BCT Editorial – 11/28/06


This page was last updated on November 28, 2006.


Too pricey; Editorial; Beaver County Times; November 28, 2006.

Below is a detailed critique of the subject editorial.


“Medicare’s prescription drug plan is proving its critics wrong.

“The Washington Post reported Plan D has turned out to be less expensive and more popular than anyone imagined.  Polls indicate that more than 80 percent of enrollees are satisfied with the plan, which was created in 2003 and took effect in 2005.”

[RWC] I’m nitpicking, but I believe it’s “Part D,” not “Plan D.”

“The cost of the program has been lower than expected, about $26 billion in 2006.  And even though its cost is projected to rise to $45 billion in 2007, the paper reported Medicare has received new bids indicating that its average per person subsidy could drop by 15 percent next year, to $70.90 a month.

“Have no doubt.  Plan D has been a boon to many seniors, especially those who have no prescription drug coverage.

“However, it’s still wrong.

“Plan D is a program this nation cannot afford, not now and certainly not when the baby boom generation swamps Medicare, Medicaid and Social Security.  Medicare is expected to go bust within the next decade even without Plan D.

EXERCISE TASKS →
(A) Translate this sentence from the Medicare editorial critique into Spanish: "The cost of the program has been lower than expected, about $26 billion in 2006."
(B) Write a continuation of the critique of the Medicare drug plan editorial, picking up after its last sentence.
These items come from a different source than the critique of the Medicare editorial.

Stored dataset items:
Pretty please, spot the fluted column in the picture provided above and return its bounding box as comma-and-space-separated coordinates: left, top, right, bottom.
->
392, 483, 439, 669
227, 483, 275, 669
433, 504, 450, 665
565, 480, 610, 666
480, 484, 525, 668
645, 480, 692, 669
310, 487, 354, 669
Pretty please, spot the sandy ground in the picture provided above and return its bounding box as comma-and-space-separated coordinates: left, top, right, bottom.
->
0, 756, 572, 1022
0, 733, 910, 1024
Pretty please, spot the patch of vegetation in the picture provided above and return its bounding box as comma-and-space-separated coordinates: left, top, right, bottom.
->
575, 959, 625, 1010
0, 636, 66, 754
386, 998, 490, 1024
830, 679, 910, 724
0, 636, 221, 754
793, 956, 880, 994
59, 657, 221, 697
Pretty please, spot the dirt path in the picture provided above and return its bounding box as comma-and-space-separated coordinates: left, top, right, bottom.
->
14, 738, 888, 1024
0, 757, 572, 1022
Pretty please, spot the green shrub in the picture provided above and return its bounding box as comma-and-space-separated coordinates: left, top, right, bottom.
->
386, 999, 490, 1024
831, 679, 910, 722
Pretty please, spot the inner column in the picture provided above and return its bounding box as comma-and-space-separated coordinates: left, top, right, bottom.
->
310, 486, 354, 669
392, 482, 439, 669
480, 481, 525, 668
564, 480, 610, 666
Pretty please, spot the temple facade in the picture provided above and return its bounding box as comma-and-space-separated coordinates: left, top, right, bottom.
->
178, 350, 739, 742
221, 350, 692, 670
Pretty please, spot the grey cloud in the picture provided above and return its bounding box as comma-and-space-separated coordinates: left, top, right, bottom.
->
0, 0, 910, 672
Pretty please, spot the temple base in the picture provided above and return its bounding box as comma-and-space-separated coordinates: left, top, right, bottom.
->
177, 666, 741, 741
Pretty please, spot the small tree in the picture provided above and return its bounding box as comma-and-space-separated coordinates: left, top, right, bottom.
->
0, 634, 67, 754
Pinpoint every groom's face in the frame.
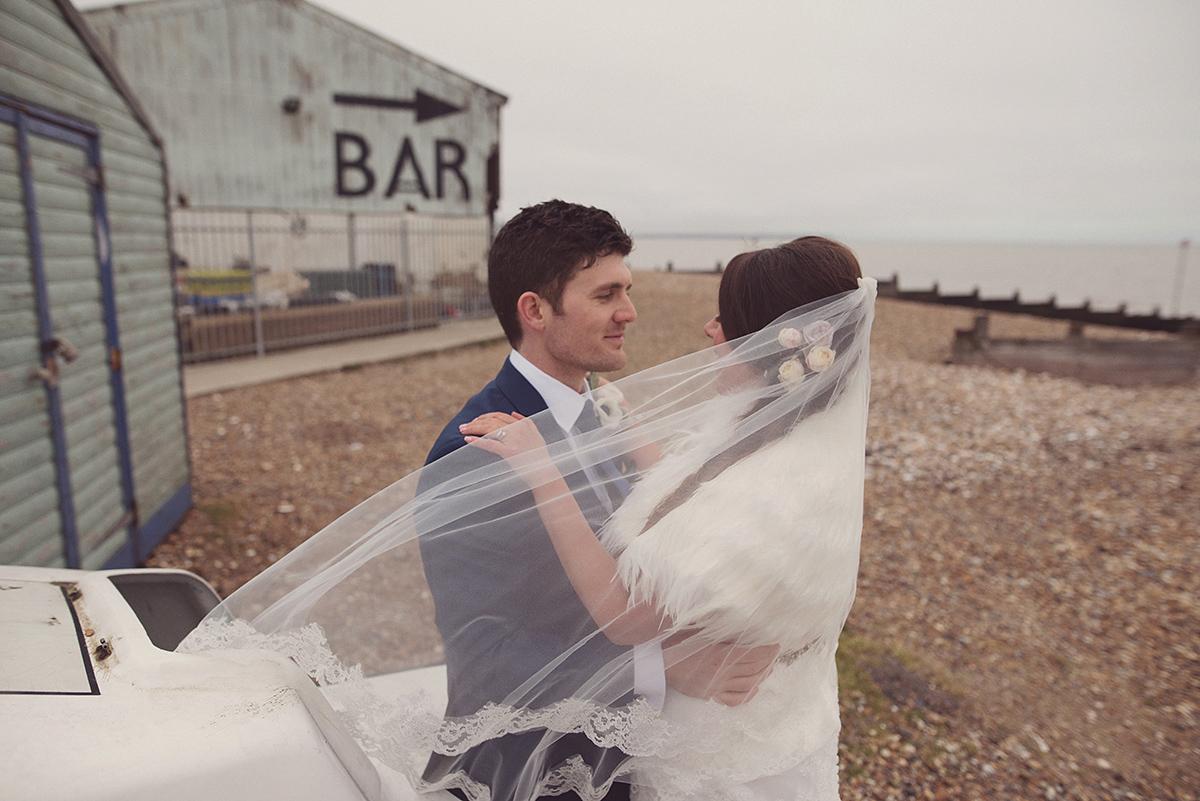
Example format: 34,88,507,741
545,253,637,384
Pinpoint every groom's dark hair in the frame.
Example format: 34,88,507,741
487,200,634,348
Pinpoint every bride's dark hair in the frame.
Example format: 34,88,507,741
642,236,863,531
716,236,863,339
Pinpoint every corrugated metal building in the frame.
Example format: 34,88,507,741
78,0,505,216
0,0,191,568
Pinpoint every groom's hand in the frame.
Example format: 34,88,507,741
662,637,779,706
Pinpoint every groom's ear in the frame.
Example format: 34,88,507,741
517,293,551,333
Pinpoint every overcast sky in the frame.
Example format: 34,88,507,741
80,0,1200,245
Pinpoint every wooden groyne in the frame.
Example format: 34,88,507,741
880,275,1200,337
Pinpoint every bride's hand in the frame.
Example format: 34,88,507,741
458,411,559,487
664,638,779,706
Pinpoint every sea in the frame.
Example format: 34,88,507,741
626,235,1200,317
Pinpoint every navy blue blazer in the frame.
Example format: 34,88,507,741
420,360,632,799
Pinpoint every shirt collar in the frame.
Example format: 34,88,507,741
509,350,592,432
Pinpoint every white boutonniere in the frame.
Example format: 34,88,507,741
592,384,628,428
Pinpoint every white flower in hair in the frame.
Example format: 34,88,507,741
804,345,838,373
779,329,804,348
779,359,804,386
804,320,833,345
592,384,625,428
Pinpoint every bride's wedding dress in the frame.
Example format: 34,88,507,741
602,375,866,801
181,279,875,801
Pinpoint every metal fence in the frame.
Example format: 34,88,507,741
172,209,492,362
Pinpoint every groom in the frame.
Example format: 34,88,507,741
421,200,769,800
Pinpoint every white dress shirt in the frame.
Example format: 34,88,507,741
509,350,667,709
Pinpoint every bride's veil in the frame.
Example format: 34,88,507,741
180,279,875,800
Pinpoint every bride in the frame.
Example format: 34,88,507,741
186,237,875,800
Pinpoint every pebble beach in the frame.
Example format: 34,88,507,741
148,272,1200,800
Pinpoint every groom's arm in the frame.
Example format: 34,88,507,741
662,632,779,706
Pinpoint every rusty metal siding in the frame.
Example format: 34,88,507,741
0,0,190,567
86,0,505,216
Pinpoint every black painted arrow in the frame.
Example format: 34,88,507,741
334,89,462,122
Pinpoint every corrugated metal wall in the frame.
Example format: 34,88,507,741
0,0,190,568
86,0,505,216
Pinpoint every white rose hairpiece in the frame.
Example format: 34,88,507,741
779,329,804,348
779,359,804,386
804,320,833,347
778,320,838,387
804,345,838,373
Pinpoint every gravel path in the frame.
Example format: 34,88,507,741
150,273,1200,799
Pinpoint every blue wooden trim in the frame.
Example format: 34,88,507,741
88,137,142,554
104,483,192,570
16,114,83,568
0,92,100,139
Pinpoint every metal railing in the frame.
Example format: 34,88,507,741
172,209,492,362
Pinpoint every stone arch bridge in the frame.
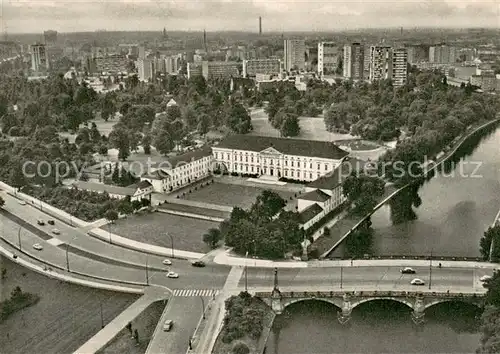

ANSWERS BY ITEM →
(A) El costo del programa ha sido menor de lo esperado, de unos 26.000 millones de dólares en 2006.

(B)
“But instead of bringing Medicare’s costs under control, Congress and the Bush White House created a prescription drug program that was the largest expansion of the nation’s entitlement system since the days of President Lyndon Johnson’s Great Society.

“As a result, even more debt is being heaped on future generations of Americans.  Plan D is a luxury the nation can’t afford.”

[RWC] If this were the first Times editorial you read about healthcare, you might be fooled into believing the Times has its head screwed on right.  You would be wrong.

At the same time editorials correctly bash Medicare Part D (albeit for the wrong reasons) as being too expensive, other editorials lobby for a taxpayer funded national healthcare system.  Examples are “Poor health” and “Painful price.”  If Medicare is too expensive and it covers only people 65 years old and above, consider the expense of a taxpayer funded national healthcare system that would cover everyone for everything, including prescription drugs.

Times opinion columnist Gino Piroli has consistently bashed Medicare Part D as not really helping seniors.  The most recent example is here.  Does anyone care to guess if Mr. Piroli will concede he was wrong?